• _DOCUMENT EXCERPT_
26 May 2024 Trinity Sunday

Isaiah 6.1-8; Psalm 29; Romans 8.12-17; John 3.1-17

Trinity Sunday is one of the few Sundays in the year when most clergy would give their eye teeth for someone to offer to ‘preach’ for them.  It is probably one of the hardest Sundays to ‘get it right’.  Because our gospel and probably all our readings could easily come with a warning ‘multiple interpretations possible’.  But the thing about Trinity Sunday, and the Trinity in general is, it is difficult for us to voice what we believe by ‘one God, 3 persons’, how can we put into words that make sense to me, let alone anyone else, how God can be three, yet one, and one but also three.  In the past we may have tried to explain it like ‘an apple, skin, flesh and seeds, three parts, one fruit’ or water can be ‘ice, liquid and steam’, three forms but all the one substance.  And there are others which I will not expand on because they all fail to really do justice to the concept of ‘one God, 3 essences’.  They are united, yet separate, one being, but different presentations.  And I will stop here before I fall down that wormhole of heresy.

The Ecumenical Patriarch and spiritual leader over all the Eastern Orthodox churches, Bartholomew 1, captured God’s transcendence and God’s immanence in his book ‘Encountering the Mystery’.  He speaks of God as ‘unknowable’ yet ‘profoundly known’; as ‘invisible’ yet ‘personally accessible’; as ‘distant’ yet also ‘intensely present’.  He says the infinite God thus becomes truly intimate in relating to the world.

Region descriptions in natural language:
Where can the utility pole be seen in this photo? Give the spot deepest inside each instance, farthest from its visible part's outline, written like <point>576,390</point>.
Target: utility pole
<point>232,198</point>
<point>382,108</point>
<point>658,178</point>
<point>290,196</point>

• _EXPLORE THE MATERIAL_
a) Summarize the Trinity Sunday sermon in two sentences.
b) According to the Trinity Sunday sermon, why does the preacher decline to expand on other comparisons for the Trinity? Answer in one or two sentences.
c) Print the part of the Trinity Sunday sermon between "The Ecumenical Patriarch" and "to the world.", inclusive.
The data plays no part in what comes next.

• _ANSWERS FOR THIS EXERCISE_
a) The Trinity Sunday sermon calls this one of the hardest Sundays to preach, since it is difficult to put into words how God can be three yet one, and familiar comparisons such as an apple or the forms of water fail to do justice to the concept. It then cites Bartholomew I, who in 'Encountering the Mystery' describes God as unknowable yet profoundly known, invisible yet personally accessible, and distant yet intensely present.

b) The preacher declines because all such comparisons fail to really do justice to the concept of 'one God, 3 essences'.

c)
The Ecumenical Patriarch and spiritual leader over all the Eastern Orthodox churches, Bartholomew 1, captured God’s transcendence and God’s immanence in his book ‘Encountering the Mystery’.  He speaks of God as ‘unknowable’ yet ‘profoundly known’; as ‘invisible’ yet ‘personally accessible’; as ‘distant’ yet also ‘intensely present’.  He says the infinite God thus becomes truly intimate in relating to the world.